**REQUEST**
Copy the listing verbatim, excluding any images found in it.

******************************

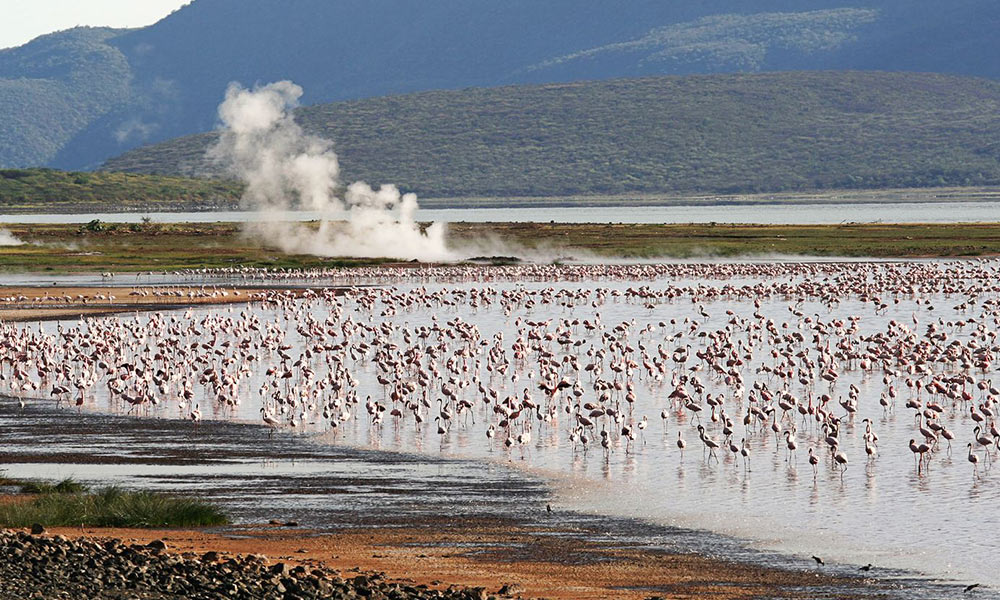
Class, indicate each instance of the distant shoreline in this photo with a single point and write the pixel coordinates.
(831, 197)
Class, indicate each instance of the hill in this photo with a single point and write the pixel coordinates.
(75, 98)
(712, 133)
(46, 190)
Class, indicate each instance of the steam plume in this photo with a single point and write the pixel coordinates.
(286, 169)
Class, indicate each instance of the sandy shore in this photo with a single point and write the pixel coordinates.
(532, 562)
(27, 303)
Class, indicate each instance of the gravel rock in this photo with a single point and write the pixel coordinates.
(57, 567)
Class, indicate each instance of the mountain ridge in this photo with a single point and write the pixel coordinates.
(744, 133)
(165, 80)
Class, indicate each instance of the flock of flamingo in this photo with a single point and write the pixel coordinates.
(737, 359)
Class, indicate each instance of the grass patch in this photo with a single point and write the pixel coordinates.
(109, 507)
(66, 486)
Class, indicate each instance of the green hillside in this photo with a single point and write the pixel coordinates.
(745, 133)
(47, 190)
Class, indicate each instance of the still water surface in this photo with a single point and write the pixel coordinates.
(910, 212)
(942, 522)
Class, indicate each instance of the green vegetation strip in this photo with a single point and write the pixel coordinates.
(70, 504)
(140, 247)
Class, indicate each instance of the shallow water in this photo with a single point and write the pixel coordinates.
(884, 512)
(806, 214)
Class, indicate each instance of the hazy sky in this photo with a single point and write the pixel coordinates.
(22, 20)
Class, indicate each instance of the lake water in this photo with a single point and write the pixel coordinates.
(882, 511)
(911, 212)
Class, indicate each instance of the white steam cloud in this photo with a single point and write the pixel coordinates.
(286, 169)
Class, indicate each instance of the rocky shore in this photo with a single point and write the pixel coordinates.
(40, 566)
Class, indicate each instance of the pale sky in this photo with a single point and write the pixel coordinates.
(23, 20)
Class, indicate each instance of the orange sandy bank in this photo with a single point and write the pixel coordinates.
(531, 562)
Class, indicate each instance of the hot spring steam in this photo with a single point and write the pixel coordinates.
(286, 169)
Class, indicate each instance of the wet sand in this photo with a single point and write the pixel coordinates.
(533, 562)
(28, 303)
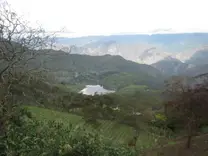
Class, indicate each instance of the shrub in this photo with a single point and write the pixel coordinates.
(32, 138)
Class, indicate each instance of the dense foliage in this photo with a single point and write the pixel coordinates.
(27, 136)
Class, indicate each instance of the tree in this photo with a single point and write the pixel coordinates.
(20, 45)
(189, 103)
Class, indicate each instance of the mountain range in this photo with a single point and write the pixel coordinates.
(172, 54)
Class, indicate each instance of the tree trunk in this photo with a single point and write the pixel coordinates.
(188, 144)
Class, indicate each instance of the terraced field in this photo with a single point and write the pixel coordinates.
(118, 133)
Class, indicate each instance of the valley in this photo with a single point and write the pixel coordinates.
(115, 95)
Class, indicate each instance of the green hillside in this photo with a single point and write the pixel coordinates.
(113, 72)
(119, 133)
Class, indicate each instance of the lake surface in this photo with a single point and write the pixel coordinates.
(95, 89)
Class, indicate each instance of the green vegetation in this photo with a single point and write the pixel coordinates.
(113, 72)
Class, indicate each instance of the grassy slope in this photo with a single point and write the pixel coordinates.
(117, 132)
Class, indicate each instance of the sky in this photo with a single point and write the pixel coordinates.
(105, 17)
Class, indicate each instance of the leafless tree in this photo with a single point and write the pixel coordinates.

******************************

**OUTPUT FOR THIS TASK**
Class, indicate each instance of the distant shoreline in this photo with a single point and write the pixel coordinates.
(831, 197)
Class, indicate each instance of the hill in this photo with a single point and write the pixel coordinates.
(75, 98)
(712, 133)
(46, 190)
Class, indicate each instance of the steam plume in this photo with a single point and write the pixel coordinates.
(286, 169)
Class, indicate each instance of the sandy shore in this photo with a single point and write the pixel coordinates.
(532, 562)
(27, 303)
Class, indicate each instance of the gravel rock in this photo with a single point and write the pixel coordinates.
(57, 567)
Class, indicate each instance of the mountain ridge in this photo with a single point and write the pixel coordinates.
(744, 133)
(165, 80)
Class, indicate each instance of the flock of flamingo in this photo with a single point and write the pixel coordinates.
(737, 359)
Class, indicate each instance of the grass patch in this photo with a single point and write the pixel coordinates.
(109, 507)
(66, 486)
Class, indicate each instance of the green hillside in this photo with a single point and write the pixel coordinates.
(745, 133)
(47, 190)
Class, indicate each instance of the still water surface in this photo with a single point and write the pixel coordinates.
(910, 212)
(942, 522)
Class, indicate each instance of the green vegetation strip in this photo with a single point and write the pixel coordinates.
(70, 504)
(140, 247)
Class, indicate each instance of the shallow water in this photo with a single point and write the pixel coordinates.
(884, 512)
(806, 214)
Class, indicate each instance of the hazy sky in this photo with a single point and write the pixel coordinates.
(22, 20)
Class, indicate each instance of the lake water in this photo with a single point and write the pixel coordinates.
(882, 511)
(911, 212)
Class, indicate each instance of the white steam cloud in this photo with a single point and write the pixel coordinates.
(286, 169)
Class, indicate each instance of the rocky shore in this photo with a single point and write the pixel coordinates.
(40, 566)
Class, indicate each instance of the pale sky in this photo with a single point and write the pixel coordinates.
(23, 20)
Class, indicate each instance of the orange sandy bank in this photo with a single point and write the pixel coordinates.
(531, 562)
Class, indicate each instance of the hot spring steam in this photo with a single point and write the pixel coordinates.
(286, 169)
Class, indicate each instance of the wet sand in this photo with a single point and write the pixel coordinates.
(533, 562)
(28, 303)
Class, indicate each instance of the shrub in this photo with a single point and write the pixel coordinates.
(32, 138)
Class, indicate each instance of the dense foliage in this photo with a single point and write the pixel coordinates.
(27, 136)
Class, indicate each instance of the tree in this photo with a single point and write the pixel coordinates.
(20, 45)
(189, 103)
Class, indicate each instance of the mountain range in this photo with a single point and write the pixel coordinates.
(172, 54)
Class, indicate each instance of the tree trunk in this photo with a single point and write the pixel coordinates.
(188, 144)
Class, indicate each instance of the terraced field in this photo with a single point and write the pixel coordinates.
(118, 133)
Class, indicate each instance of the valley in this photo with a single point and write the pixel coordinates.
(115, 95)
Class, indicate each instance of the green hillside in this photo with a single point and write the pixel coordinates.
(113, 72)
(119, 133)
Class, indicate each instance of the lake surface in this photo with a single point and write the pixel coordinates.
(95, 89)
Class, indicate each instance of the green vegetation in this photo with a single point and write the pixel coordinates.
(113, 72)
Class, indicate each instance of the grassy slope in this photo with a single point and write the pixel coordinates.
(117, 132)
Class, indicate each instance of the sky in this photo with a single point and write the pixel coordinates.
(105, 17)
Class, indicate each instance of the leafless tree in this photo with a single point and write the pixel coordinates.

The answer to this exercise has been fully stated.